* [DIRECTIONS]:
Each line below must be transcribed with no word changed.

------------------------------------------------

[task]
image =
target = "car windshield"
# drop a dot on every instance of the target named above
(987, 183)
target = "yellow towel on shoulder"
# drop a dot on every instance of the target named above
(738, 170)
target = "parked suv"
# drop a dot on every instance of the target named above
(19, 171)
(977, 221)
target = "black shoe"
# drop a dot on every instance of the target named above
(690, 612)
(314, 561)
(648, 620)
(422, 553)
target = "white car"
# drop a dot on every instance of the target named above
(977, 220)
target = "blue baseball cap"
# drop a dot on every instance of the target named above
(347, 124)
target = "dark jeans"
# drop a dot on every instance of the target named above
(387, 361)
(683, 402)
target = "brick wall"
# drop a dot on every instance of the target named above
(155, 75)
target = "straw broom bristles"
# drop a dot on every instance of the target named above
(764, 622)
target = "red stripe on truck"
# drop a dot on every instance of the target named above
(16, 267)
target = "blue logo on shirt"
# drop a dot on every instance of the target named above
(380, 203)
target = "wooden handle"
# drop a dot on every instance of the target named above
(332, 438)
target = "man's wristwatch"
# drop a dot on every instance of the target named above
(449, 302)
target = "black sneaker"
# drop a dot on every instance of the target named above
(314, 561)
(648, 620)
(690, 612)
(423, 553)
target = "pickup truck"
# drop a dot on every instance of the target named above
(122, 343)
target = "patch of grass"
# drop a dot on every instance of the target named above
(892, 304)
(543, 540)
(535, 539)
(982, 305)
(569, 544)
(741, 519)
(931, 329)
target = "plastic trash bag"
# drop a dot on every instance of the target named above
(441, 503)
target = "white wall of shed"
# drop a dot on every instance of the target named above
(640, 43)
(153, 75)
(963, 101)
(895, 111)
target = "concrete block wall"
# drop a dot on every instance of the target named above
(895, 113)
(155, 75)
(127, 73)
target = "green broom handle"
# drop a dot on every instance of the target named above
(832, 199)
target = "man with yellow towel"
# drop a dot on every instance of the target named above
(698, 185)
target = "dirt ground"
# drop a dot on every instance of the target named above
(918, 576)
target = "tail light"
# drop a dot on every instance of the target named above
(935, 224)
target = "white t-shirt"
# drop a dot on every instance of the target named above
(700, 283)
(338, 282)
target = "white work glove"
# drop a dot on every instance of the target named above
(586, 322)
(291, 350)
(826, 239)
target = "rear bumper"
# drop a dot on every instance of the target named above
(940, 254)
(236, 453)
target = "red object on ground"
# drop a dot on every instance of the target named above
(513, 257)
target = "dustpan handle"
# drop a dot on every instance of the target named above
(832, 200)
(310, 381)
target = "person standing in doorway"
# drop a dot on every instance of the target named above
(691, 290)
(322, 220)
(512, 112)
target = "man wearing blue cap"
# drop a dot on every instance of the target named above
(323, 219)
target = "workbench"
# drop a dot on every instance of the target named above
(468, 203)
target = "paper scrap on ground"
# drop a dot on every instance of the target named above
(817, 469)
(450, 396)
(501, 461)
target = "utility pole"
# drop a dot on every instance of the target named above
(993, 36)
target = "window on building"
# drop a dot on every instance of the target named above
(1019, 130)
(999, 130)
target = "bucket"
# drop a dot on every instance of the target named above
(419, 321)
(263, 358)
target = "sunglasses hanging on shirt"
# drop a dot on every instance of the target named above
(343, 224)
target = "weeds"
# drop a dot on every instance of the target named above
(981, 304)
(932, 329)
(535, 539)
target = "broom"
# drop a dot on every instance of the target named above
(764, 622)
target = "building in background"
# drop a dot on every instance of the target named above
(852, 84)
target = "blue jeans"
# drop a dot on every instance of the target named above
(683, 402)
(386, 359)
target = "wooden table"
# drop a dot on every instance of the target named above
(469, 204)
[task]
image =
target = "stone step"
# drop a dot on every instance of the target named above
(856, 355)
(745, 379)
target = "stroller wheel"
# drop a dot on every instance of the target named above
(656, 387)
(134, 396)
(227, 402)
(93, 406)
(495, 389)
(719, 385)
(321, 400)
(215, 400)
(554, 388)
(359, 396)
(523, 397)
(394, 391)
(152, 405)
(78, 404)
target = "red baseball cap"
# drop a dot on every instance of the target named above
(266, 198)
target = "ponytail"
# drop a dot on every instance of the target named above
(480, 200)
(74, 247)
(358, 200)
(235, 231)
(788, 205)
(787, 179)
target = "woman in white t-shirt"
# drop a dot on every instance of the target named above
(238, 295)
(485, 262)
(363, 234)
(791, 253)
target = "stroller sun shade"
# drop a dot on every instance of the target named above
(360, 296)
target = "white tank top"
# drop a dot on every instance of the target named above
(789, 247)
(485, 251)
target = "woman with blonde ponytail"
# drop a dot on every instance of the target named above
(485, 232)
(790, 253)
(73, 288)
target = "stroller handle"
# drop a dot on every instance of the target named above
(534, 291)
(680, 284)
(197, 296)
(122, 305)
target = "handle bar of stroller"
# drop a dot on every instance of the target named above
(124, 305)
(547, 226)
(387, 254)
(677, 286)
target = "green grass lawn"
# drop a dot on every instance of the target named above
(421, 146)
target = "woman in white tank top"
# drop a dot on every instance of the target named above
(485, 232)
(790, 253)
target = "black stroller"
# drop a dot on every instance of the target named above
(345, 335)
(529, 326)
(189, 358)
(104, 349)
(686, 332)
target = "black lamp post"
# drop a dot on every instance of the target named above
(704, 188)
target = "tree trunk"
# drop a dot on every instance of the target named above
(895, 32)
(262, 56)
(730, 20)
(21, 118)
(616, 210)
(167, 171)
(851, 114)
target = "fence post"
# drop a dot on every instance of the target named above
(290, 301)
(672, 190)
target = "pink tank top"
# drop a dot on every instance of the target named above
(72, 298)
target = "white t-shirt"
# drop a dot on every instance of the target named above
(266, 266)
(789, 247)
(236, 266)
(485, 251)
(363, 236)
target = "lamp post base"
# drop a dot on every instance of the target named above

------------------------------------------------

* [ANSWER TO THIS TASK]:
[task]
image =
target = "car windshield"
# drop a dot on every instance of the target named above
(987, 183)
target = "yellow towel on shoulder"
# drop a dot on every instance of the target named above
(738, 170)
target = "parked suv"
# drop a dot on every instance of the target named above
(19, 171)
(977, 221)
target = "black shoe"
# drop a dot on every instance of the target named above
(690, 612)
(314, 561)
(648, 620)
(422, 553)
target = "white car"
# drop a dot on every instance of the target named above
(977, 220)
target = "blue baseball cap"
# drop a dot on every instance of the target named above
(347, 124)
target = "dark jeans"
# drop a dot on every instance of the target named above
(387, 361)
(683, 402)
target = "brick wall"
# drop a dot on every instance of the target named above
(155, 75)
target = "straw broom bristles"
# drop a dot on every instance of the target named above
(764, 622)
target = "red stripe on truck"
# drop a dot on every instance of the target named above
(16, 267)
target = "blue logo on shirt"
# drop a dot on every instance of the target named above
(380, 203)
target = "wooden handle"
# drop a dot on every instance of the target named above
(332, 438)
target = "man's wristwatch"
# drop a dot on every instance of the target named above
(449, 302)
target = "black sneaker"
# drop a dot on every instance of the target named above
(314, 561)
(648, 620)
(690, 612)
(423, 553)
target = "pickup truck"
# drop a dot on every instance of the target named above
(122, 343)
target = "patch of grass"
# drop a dot on every instance of the target named above
(892, 304)
(543, 540)
(535, 539)
(982, 305)
(569, 544)
(741, 519)
(931, 329)
target = "plastic trash bag"
# drop a dot on every instance of the target named above
(441, 503)
target = "white wall of shed"
# drop a dot on every instance of the target named above
(640, 43)
(153, 75)
(963, 101)
(895, 111)
target = "concrete block wall"
# drop a dot on every instance of the target named above
(895, 113)
(155, 75)
(127, 73)
target = "green broom handle"
# drop a dot on every instance of the target named above
(832, 199)
target = "man with yellow towel"
# drop a dot on every instance of the target named above
(698, 185)
target = "dirt ground"
# drop a dot on every instance of the target named above
(918, 576)
target = "tail light"
# drop a dot on every instance of the target named above
(935, 224)
target = "white t-shirt"
# drop a dot on every instance of the target named above
(700, 283)
(338, 282)
target = "white work glove"
# drop a dot on every instance of the target named above
(586, 322)
(291, 350)
(826, 239)
target = "rear bumper"
# drop a dot on every instance of the target named above
(940, 254)
(236, 453)
target = "red object on ground"
# drop a dot on every instance of the target named above
(513, 257)
target = "dustpan handle"
# drop a dot on every instance of the target named above
(832, 200)
(310, 381)
target = "person standing in doorway"
# drop a dot on every instance of the target named above
(691, 290)
(322, 220)
(512, 112)
target = "man wearing blue cap"
# drop a dot on every instance of the target named above
(323, 219)
target = "workbench"
# drop a dot on every instance of the target named above
(468, 203)
target = "paper scrap on ground"
# drop a dot on every instance of the target named above
(817, 469)
(450, 396)
(501, 461)
target = "utility pole"
# drop a dot on every instance of the target named above
(993, 36)
target = "window on building"
# drop a dot on every instance of the target named above
(1019, 130)
(999, 130)
target = "bucket"
# drop a dot on every instance of the target named above
(419, 321)
(263, 358)
target = "sunglasses hanging on shirt"
# drop a dot on every instance of the target named above
(343, 224)
target = "weeds"
# drop a dot on every instance of the target named above
(981, 304)
(932, 329)
(535, 539)
target = "broom"
# drop a dot on every instance of the target named above
(764, 622)
target = "building in background"
# drop a dot on every instance of the target named above
(852, 84)
target = "blue jeans"
# drop a dot on every instance of the target named above
(683, 402)
(386, 359)
target = "wooden table"
# drop a dot on every instance of the target named above
(469, 204)
[task]
image =
target = "stone step"
# drop a dot on every instance of the target named above
(856, 355)
(745, 379)
target = "stroller wheel"
# drop a dot on every instance of the target named above
(656, 387)
(134, 396)
(227, 402)
(93, 406)
(495, 389)
(719, 385)
(321, 400)
(215, 400)
(554, 388)
(359, 396)
(523, 397)
(394, 391)
(152, 405)
(78, 404)
target = "red baseball cap"
# drop a dot on every instance of the target named above
(266, 198)
target = "ponytail"
# drop a dot on every instance of the target named above
(480, 200)
(74, 247)
(358, 200)
(235, 231)
(788, 205)
(787, 179)
target = "woman in white t-shirt"
# drop a dot on every instance of the target named above
(238, 295)
(485, 262)
(363, 234)
(791, 253)
target = "stroller sun shade"
# drop a dot on every instance of the target named above
(360, 296)
target = "white tank top"
# drop a dot on every instance of the target named above
(789, 247)
(485, 251)
target = "woman with blonde ponytail"
# drop a dot on every instance of the target named above
(485, 232)
(790, 253)
(73, 288)
target = "stroller handle"
# drop a dot on every instance of the target named above
(534, 291)
(680, 284)
(197, 296)
(122, 305)
target = "handle bar of stroller"
# drop a dot on every instance of the target named above
(124, 305)
(547, 226)
(387, 254)
(677, 286)
target = "green grass lawn"
# drop a dot on every instance of the target named above
(421, 146)
target = "woman in white tank top"
# drop a dot on every instance of the target named above
(485, 232)
(790, 253)
target = "black stroller"
# drop a dot on every instance of the target named above
(345, 335)
(529, 326)
(189, 358)
(104, 349)
(686, 332)
target = "black lamp post"
# drop a dot on every instance of the target named above
(704, 188)
target = "tree trunk"
# drop a dot on every instance of the target named above
(895, 32)
(262, 56)
(730, 20)
(21, 118)
(616, 210)
(167, 171)
(851, 114)
target = "fence post"
# drop a dot on every instance of the target named above
(290, 301)
(672, 190)
target = "pink tank top"
# drop a dot on every instance of the target named above
(72, 298)
target = "white t-shirt"
# drop a dot on every instance of the target named above
(266, 266)
(789, 247)
(236, 266)
(485, 251)
(363, 236)
target = "lamp post base"
# drop a dot on every instance of the target named above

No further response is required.